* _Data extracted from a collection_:
════════════════
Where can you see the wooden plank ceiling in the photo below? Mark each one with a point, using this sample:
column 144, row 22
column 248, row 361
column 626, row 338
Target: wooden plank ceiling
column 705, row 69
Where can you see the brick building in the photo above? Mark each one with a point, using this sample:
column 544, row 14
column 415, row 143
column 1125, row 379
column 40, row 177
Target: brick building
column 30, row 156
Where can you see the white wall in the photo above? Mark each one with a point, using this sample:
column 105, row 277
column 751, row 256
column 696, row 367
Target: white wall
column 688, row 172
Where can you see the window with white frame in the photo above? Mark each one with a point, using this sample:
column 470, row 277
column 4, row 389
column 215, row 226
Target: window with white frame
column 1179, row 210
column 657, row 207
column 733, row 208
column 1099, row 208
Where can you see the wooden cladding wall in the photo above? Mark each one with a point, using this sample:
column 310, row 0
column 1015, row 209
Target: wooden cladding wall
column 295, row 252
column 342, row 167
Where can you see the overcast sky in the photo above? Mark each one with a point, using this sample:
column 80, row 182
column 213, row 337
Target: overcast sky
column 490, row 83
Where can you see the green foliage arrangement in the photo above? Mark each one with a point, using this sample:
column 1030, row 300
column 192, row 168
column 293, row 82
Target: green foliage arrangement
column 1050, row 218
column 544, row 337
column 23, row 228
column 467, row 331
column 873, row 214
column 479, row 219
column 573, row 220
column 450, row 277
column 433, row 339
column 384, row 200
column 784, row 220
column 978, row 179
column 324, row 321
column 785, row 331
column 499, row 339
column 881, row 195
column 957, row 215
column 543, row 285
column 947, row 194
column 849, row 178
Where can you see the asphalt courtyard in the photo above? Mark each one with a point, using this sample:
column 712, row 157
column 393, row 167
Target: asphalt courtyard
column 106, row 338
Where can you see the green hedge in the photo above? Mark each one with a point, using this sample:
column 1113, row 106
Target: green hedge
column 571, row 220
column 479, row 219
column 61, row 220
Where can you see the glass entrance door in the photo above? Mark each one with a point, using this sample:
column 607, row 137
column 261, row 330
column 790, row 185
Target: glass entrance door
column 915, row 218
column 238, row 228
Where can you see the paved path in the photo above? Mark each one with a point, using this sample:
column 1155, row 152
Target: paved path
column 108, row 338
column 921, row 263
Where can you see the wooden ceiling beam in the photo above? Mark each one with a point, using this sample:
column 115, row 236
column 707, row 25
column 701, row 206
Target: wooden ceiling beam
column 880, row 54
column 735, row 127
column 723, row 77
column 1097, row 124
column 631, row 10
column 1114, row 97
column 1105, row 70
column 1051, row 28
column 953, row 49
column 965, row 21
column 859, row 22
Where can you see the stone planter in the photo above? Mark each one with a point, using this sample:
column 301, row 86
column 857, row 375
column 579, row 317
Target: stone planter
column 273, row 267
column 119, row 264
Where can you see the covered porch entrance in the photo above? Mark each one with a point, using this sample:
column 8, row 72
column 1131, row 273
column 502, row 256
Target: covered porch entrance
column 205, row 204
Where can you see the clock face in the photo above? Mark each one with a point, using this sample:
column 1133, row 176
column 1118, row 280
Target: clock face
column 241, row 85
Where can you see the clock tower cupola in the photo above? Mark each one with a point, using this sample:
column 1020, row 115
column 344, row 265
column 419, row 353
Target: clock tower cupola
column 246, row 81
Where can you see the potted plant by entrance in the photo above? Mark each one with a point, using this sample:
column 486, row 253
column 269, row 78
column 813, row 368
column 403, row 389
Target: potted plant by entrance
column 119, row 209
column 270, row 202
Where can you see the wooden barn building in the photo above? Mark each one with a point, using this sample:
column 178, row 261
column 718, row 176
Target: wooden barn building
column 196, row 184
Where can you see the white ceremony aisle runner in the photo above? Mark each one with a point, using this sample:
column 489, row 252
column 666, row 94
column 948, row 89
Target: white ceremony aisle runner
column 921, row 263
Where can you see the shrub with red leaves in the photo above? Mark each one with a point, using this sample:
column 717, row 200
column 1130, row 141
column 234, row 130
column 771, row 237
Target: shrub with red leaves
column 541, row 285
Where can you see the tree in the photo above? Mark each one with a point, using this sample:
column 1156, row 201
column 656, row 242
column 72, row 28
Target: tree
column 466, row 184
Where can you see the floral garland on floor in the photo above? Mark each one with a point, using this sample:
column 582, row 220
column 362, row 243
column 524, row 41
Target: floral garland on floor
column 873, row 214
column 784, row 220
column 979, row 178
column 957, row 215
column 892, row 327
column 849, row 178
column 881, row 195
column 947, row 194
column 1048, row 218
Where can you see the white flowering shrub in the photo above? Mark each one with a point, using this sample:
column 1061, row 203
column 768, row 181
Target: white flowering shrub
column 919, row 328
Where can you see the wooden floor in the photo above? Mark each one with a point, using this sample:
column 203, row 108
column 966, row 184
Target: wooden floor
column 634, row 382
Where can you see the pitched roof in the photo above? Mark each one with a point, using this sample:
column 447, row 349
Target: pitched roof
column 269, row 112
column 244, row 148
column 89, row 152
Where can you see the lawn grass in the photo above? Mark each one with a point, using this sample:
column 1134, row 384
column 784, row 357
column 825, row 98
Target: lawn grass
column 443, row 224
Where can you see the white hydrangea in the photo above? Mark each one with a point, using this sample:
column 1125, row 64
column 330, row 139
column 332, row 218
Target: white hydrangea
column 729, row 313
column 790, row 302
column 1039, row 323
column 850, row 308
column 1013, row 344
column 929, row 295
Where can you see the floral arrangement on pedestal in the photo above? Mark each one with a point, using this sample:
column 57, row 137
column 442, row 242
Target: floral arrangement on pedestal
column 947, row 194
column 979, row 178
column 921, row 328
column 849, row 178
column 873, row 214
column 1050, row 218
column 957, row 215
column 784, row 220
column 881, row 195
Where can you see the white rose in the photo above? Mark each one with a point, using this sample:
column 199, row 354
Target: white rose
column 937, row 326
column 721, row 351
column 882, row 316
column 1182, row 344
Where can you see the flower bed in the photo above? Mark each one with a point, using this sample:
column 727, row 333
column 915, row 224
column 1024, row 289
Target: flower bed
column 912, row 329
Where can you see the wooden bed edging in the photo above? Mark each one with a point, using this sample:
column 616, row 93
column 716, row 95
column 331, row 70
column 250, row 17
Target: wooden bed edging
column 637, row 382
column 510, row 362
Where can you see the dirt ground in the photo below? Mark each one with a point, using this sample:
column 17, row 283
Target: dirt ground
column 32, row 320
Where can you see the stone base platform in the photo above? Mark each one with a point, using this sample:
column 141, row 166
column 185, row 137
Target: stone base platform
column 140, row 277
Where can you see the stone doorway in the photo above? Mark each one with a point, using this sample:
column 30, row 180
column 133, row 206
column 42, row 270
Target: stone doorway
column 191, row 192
════════════════
Please copy the lines starting at the one containing "Where can you see the white rose" and ending at the one containing "column 1182, row 344", reproducing each without any change.

* _RESULT BELOW_:
Where can you see the white rose in the photo above? Mark each one with a point, using this sample:
column 199, row 354
Target: white rose
column 937, row 326
column 721, row 351
column 882, row 316
column 1182, row 344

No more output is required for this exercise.